▸ Recorded information

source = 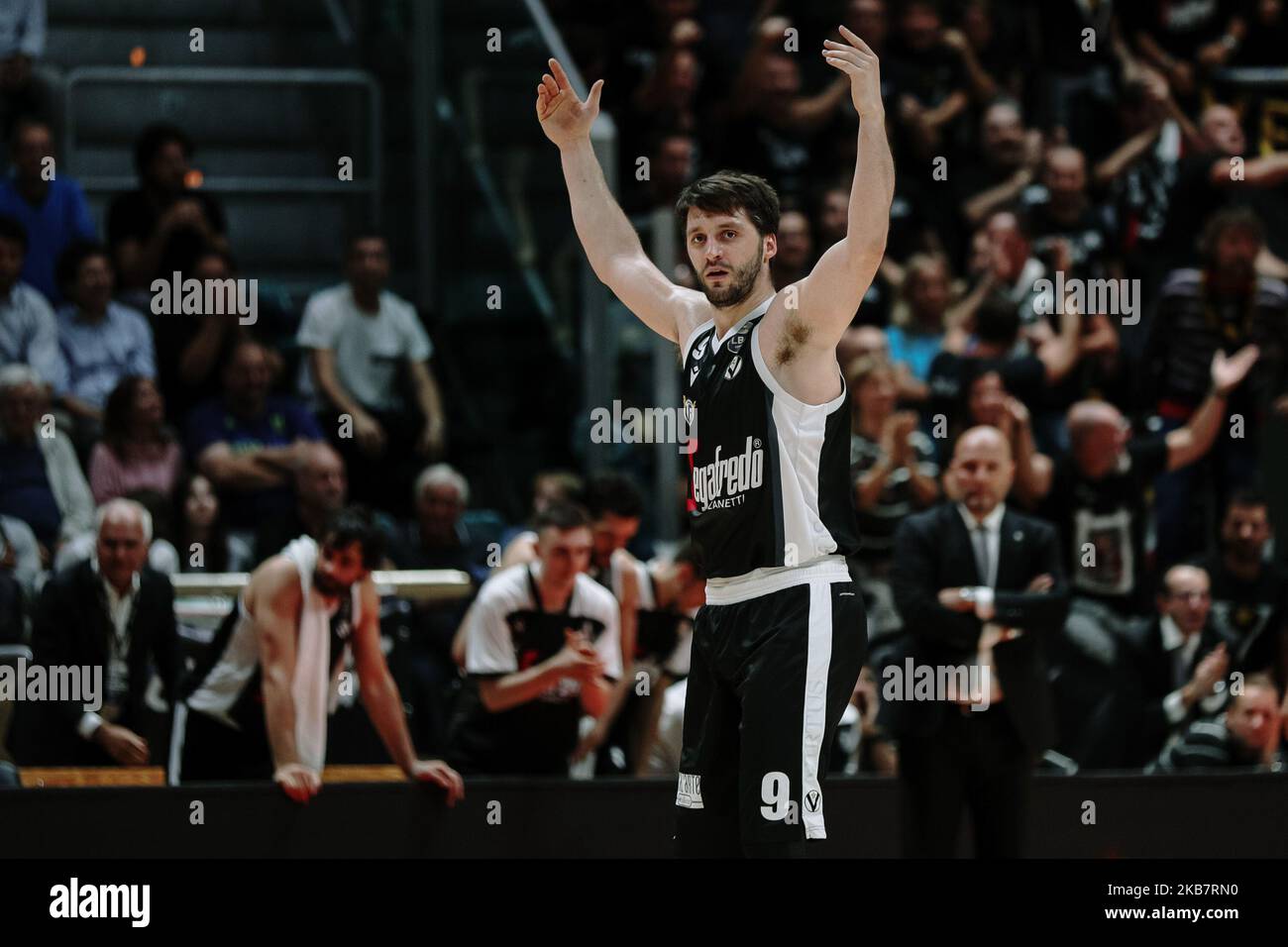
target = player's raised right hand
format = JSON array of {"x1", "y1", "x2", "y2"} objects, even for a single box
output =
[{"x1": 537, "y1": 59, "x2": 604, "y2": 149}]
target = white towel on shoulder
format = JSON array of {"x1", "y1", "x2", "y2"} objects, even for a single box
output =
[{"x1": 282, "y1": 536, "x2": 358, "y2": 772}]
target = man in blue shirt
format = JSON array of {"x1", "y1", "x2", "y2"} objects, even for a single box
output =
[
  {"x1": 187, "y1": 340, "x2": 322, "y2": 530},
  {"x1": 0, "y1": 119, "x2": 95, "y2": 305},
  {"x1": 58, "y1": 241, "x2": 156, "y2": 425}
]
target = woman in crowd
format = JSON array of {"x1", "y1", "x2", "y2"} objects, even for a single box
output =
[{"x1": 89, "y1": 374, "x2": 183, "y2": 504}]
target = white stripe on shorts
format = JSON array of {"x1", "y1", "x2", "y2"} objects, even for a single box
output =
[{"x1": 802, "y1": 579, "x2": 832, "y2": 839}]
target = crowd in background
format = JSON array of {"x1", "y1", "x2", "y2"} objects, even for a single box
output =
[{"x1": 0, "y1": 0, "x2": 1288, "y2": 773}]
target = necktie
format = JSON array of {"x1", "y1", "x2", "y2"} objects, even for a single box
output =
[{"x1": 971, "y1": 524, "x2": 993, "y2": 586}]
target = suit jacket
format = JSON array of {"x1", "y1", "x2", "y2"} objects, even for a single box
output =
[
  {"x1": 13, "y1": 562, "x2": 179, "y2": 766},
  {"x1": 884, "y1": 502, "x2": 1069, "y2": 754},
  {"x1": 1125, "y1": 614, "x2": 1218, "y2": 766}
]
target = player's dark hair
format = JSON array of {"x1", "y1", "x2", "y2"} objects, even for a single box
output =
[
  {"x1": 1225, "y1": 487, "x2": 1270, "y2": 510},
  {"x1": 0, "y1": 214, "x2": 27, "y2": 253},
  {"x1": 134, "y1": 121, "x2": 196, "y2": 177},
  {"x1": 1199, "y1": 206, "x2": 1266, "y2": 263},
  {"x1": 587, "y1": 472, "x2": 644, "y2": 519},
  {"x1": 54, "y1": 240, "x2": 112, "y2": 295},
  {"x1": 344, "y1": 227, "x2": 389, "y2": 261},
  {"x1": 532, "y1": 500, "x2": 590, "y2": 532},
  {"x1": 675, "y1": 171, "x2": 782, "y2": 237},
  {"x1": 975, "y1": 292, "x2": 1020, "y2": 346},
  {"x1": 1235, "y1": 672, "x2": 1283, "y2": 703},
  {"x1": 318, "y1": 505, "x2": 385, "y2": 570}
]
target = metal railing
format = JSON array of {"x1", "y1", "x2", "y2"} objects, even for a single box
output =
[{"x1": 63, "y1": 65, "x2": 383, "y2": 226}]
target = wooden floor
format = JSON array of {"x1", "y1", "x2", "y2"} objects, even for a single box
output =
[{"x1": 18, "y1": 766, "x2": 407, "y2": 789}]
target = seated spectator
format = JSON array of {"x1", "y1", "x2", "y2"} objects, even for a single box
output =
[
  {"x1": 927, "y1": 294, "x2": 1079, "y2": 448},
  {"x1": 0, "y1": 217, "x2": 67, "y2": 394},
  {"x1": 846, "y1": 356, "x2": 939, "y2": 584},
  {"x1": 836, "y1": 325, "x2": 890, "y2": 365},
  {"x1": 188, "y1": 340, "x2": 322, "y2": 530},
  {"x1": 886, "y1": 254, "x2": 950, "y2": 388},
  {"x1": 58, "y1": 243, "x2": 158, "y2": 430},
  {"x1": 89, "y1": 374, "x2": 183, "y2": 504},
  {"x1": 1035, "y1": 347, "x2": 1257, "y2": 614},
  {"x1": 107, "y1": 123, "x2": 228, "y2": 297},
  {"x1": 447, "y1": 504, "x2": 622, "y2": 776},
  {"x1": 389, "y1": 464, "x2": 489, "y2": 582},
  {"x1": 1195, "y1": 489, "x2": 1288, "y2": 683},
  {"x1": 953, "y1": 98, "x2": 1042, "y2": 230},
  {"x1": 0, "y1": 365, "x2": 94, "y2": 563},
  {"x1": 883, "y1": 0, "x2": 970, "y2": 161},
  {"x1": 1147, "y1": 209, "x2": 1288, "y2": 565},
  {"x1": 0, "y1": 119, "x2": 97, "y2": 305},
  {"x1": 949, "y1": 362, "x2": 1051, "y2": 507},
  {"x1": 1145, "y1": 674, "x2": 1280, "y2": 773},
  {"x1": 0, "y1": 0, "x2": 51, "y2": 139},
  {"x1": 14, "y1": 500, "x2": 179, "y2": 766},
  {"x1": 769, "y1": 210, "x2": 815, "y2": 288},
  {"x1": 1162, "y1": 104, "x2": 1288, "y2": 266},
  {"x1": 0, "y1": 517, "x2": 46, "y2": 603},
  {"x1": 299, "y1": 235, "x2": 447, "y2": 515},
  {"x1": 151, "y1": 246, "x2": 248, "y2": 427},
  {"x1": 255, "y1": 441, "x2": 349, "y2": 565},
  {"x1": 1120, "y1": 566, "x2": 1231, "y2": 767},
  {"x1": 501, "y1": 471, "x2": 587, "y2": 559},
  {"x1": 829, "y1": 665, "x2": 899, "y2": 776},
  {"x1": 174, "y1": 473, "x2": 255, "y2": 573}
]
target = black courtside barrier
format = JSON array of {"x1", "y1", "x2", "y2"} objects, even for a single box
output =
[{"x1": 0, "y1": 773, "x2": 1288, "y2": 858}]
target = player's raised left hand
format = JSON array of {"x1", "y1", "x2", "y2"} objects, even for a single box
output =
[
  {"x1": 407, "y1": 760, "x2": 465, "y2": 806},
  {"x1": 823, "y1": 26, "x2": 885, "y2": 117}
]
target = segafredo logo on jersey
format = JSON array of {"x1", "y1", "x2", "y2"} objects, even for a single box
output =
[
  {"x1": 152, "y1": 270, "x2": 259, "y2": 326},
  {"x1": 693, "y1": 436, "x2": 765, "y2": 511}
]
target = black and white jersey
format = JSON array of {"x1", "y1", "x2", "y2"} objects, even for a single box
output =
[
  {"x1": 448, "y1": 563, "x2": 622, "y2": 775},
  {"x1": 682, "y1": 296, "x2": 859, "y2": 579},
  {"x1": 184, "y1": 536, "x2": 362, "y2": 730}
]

...

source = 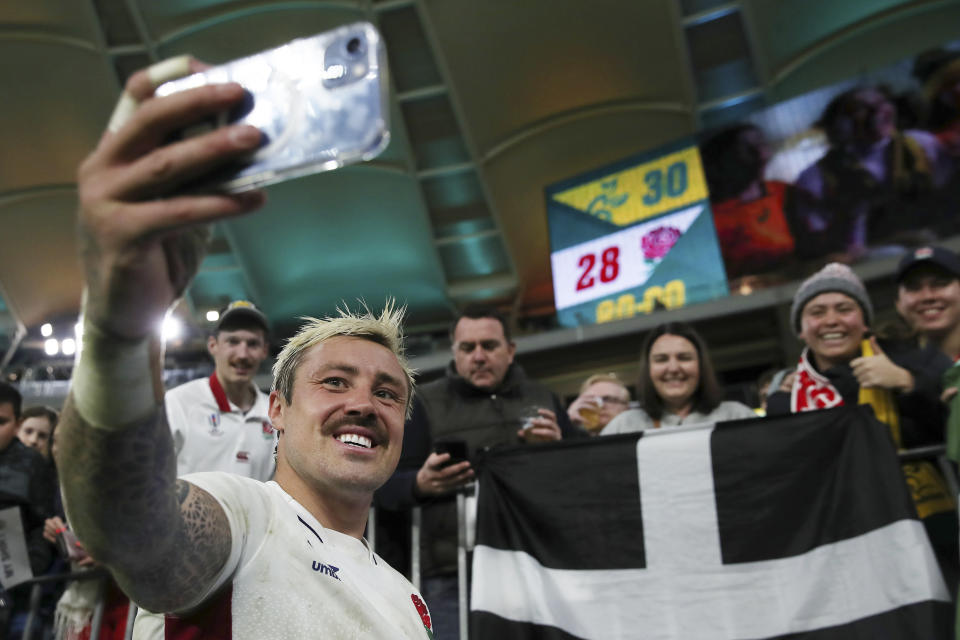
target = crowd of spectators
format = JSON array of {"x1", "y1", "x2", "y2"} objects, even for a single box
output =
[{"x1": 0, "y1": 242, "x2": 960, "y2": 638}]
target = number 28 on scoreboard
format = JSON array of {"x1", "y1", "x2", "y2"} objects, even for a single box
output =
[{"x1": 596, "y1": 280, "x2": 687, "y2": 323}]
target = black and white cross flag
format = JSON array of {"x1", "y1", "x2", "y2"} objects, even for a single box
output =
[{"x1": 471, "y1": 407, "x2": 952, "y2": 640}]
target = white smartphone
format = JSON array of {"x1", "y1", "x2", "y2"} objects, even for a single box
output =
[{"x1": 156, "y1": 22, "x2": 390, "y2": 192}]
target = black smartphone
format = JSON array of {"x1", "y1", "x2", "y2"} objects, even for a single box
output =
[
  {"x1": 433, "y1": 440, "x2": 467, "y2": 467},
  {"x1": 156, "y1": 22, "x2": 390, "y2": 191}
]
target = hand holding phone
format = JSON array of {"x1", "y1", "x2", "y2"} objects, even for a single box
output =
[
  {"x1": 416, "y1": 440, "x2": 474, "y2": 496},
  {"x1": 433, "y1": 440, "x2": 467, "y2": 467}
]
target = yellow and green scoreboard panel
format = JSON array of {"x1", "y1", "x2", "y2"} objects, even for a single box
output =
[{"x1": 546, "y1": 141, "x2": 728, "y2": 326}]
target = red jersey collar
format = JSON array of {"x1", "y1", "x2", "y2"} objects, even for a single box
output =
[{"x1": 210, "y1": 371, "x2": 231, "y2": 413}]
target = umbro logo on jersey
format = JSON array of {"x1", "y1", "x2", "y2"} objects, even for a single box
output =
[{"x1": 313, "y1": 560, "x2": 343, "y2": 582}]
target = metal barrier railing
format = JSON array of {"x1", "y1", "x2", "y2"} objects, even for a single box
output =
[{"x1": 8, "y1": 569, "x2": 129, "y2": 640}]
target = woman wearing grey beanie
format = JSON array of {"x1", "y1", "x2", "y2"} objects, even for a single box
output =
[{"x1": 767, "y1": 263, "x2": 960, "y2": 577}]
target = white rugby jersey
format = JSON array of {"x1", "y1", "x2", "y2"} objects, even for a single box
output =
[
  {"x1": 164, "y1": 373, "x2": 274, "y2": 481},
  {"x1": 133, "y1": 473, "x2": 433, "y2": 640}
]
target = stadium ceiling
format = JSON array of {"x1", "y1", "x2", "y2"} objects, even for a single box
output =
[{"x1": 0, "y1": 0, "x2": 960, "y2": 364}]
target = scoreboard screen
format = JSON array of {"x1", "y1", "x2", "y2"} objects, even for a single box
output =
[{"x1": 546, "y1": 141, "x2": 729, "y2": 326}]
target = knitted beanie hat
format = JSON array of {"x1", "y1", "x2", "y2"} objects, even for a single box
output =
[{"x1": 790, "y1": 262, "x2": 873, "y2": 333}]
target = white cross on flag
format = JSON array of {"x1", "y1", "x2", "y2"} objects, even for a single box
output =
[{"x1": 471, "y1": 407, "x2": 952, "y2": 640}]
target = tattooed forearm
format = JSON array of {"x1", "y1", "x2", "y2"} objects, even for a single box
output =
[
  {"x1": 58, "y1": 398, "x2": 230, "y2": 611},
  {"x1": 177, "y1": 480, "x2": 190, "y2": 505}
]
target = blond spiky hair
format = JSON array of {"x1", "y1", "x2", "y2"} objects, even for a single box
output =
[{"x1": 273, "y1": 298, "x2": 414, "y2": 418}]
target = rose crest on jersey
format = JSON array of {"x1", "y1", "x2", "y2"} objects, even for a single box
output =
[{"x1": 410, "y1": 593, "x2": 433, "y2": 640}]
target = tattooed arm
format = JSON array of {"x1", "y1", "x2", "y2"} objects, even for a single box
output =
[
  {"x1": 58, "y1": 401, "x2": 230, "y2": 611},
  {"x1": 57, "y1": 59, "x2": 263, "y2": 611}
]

▸ Problem to solve
Collect every line of the entries above that holds the word "raised" and copy each one out in full.

▸ Answer below
target = player's raised right hand
target = player's raised left hand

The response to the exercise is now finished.